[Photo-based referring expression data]
□ □ □ □ □
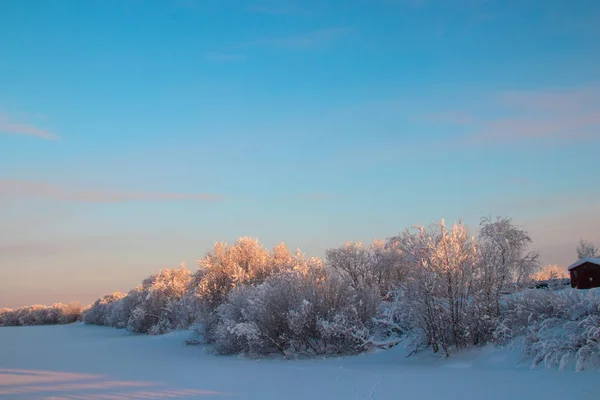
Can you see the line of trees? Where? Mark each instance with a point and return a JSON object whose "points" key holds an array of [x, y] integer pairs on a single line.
{"points": [[438, 281], [437, 286], [41, 315]]}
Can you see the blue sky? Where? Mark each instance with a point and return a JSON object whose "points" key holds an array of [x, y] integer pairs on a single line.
{"points": [[135, 133]]}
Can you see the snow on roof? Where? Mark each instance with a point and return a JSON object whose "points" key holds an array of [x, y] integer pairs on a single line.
{"points": [[583, 261]]}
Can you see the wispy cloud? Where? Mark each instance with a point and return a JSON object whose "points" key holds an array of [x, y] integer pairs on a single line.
{"points": [[280, 9], [40, 190], [9, 126], [318, 196], [306, 40], [528, 115], [225, 57]]}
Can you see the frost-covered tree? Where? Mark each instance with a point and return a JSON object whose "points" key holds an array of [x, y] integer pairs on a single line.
{"points": [[442, 277], [550, 272], [100, 311], [225, 267], [378, 265], [159, 293], [41, 315], [586, 249], [506, 263], [300, 310]]}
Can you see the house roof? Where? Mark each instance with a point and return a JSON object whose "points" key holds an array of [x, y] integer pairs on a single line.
{"points": [[583, 261]]}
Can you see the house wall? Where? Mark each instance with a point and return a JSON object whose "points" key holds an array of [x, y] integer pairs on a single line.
{"points": [[585, 276]]}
□ □ □ □ □
_Required work_. Output the data exactly as it appears. The pictures do not belong in it.

_Your response_.
Can you see the line of trees? Where? Mark each instance with a point and return a JSON object whose "points" key holds an array of [x, y] integer pairs on a single line.
{"points": [[438, 281], [437, 286], [41, 315]]}
Can you see the blue sky? Where? Mark each instance with a point and return a JSON object whose "points" key holds an array of [x, y] integer pairs on a single line.
{"points": [[135, 133]]}
Can you see the snow on roof? Where? Mark each instance with a point and return a JSON object whose "points" key holds an array of [x, y] integer pairs on a single line.
{"points": [[583, 261]]}
Can you see the wispy cloud? Where? Mark each instance with a point and return a JSON object whose "points" key holds an array of [x, y] integer pairs on a single line.
{"points": [[280, 9], [40, 190], [9, 126], [318, 196], [306, 40], [528, 115], [225, 57]]}
Can you see the frost-covered tree? Where? Mark each instance with a point and return a JSON object whose "points" key holds an array of [x, y] integer pairs on a single line.
{"points": [[442, 277], [550, 272], [100, 311], [225, 267], [378, 265], [159, 293], [41, 315], [586, 249], [506, 263], [300, 310]]}
Can you see the house roof? Where? Mark each instance with a point and return a JSON object whose "points" key holds an array of [x, y] integer pairs on a single line.
{"points": [[583, 261]]}
Can you see the house wall? Where? Mark each instance with a point and return a JSON object whose "points" key holds an array of [x, y] integer pairs on a single line.
{"points": [[585, 276]]}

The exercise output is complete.